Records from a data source
------

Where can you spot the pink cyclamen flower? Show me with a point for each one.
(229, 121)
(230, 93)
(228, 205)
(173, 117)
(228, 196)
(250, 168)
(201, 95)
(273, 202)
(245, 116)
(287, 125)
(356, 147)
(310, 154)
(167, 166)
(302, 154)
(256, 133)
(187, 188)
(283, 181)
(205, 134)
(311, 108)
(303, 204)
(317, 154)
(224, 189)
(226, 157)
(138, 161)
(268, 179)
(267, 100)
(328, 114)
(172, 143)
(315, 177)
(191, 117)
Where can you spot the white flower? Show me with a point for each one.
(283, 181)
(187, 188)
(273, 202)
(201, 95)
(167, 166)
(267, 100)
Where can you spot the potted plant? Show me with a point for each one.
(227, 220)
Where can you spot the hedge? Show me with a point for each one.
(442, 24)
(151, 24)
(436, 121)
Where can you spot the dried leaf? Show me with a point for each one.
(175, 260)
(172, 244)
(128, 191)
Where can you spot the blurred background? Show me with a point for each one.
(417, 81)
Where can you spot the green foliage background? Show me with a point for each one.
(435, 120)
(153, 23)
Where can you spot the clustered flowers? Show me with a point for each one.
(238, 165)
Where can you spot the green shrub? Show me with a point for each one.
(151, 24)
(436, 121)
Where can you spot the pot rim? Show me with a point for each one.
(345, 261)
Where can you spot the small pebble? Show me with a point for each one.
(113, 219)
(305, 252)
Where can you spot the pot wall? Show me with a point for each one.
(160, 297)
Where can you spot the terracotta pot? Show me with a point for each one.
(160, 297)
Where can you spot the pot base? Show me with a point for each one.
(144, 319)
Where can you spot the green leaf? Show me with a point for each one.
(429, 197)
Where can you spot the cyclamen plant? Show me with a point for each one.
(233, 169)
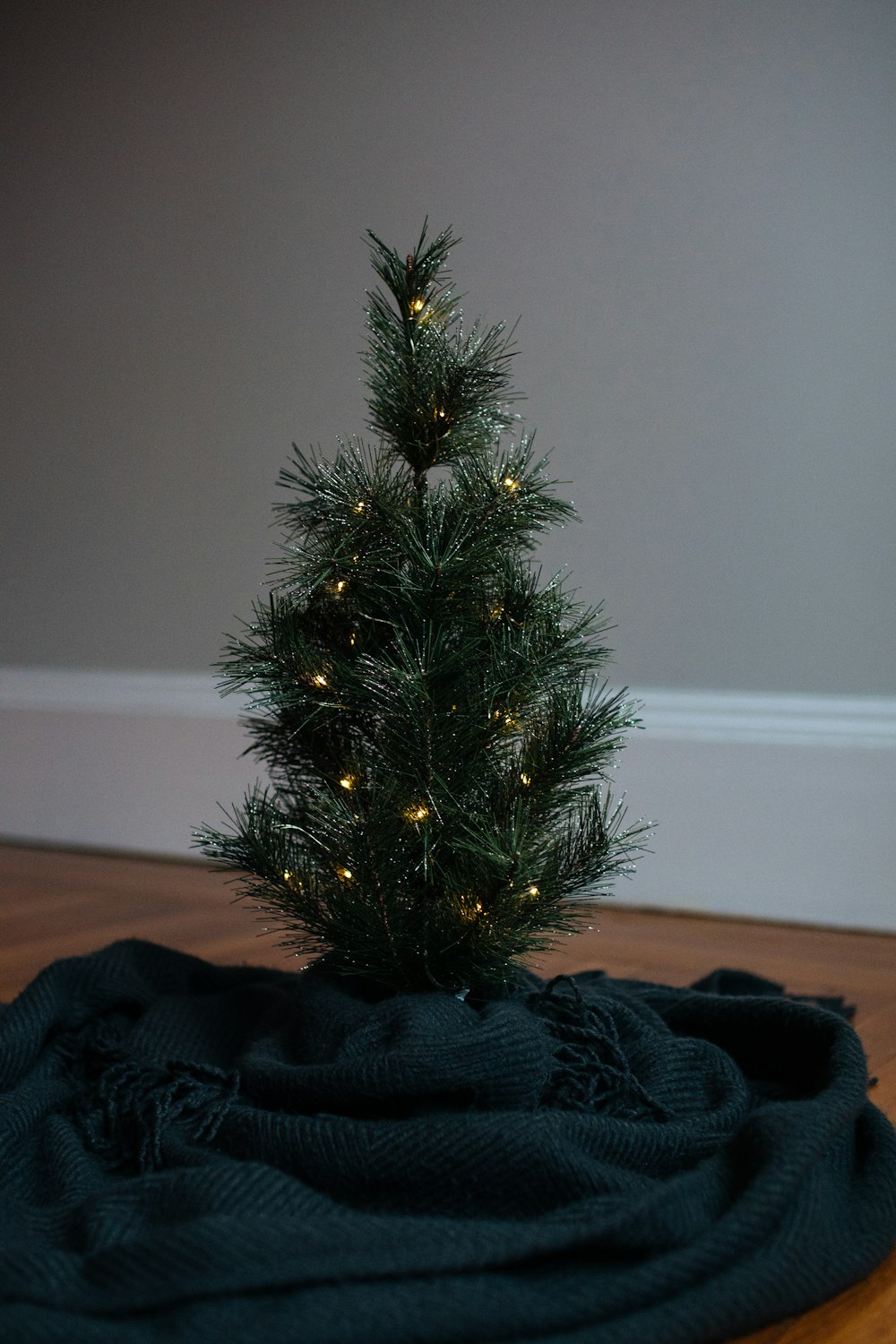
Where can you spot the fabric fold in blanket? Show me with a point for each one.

------

▶ [What needs to be done] Every entry must be reproduced exactly, with the images left out.

▶ [Response]
Where can you spot the pink cyclamen flower? Show me with a point for each one.
(229, 121)
(230, 93)
(228, 205)
(173, 117)
(228, 196)
(250, 168)
(201, 95)
(273, 202)
(245, 116)
(287, 125)
(356, 147)
(310, 154)
(167, 166)
(302, 154)
(256, 133)
(187, 188)
(283, 181)
(205, 134)
(311, 108)
(303, 204)
(317, 154)
(224, 189)
(226, 157)
(138, 161)
(268, 179)
(267, 100)
(328, 114)
(172, 143)
(315, 177)
(191, 117)
Where can you spot the white flower? Show me with a point for each one.
(283, 181)
(187, 188)
(273, 202)
(201, 95)
(167, 166)
(267, 100)
Where can you spot the potted plant? Show me with a point for each one.
(227, 220)
Where can you spot the hedge? Show me with a point for each one.
(442, 24)
(151, 24)
(436, 121)
Where can you spot the dried leaf? Show me with a point for each one.
(175, 260)
(172, 244)
(128, 191)
Where can you spot the blurred background? Show me with a point for each one.
(417, 81)
Where can you spot the green foliage background? Show me with a point for each one.
(435, 120)
(153, 23)
Where can you spot the clustered flowers? Show me with a point for each one.
(238, 165)
Where can you spot the green shrub? Show me with a point for each one.
(151, 24)
(436, 121)
Where can you spot the pot rim? Show me with a point for each one.
(345, 261)
Where can you spot the small pebble? Show me with a point for each one.
(113, 219)
(305, 252)
Where can you spot the pot wall? Show me with a point for each one.
(160, 297)
Where can you spot the terracotta pot? Show me with a point for each one.
(160, 297)
Where can you spot the pot base? Show me with a point for each one.
(144, 319)
Where can you spot the green leaf? Show me with a point for each one.
(429, 197)
Where can you spot the cyclamen plant? Show me with a point for each one.
(233, 169)
Where can you spot the fabric fold in blanket? Show me with a point for each one.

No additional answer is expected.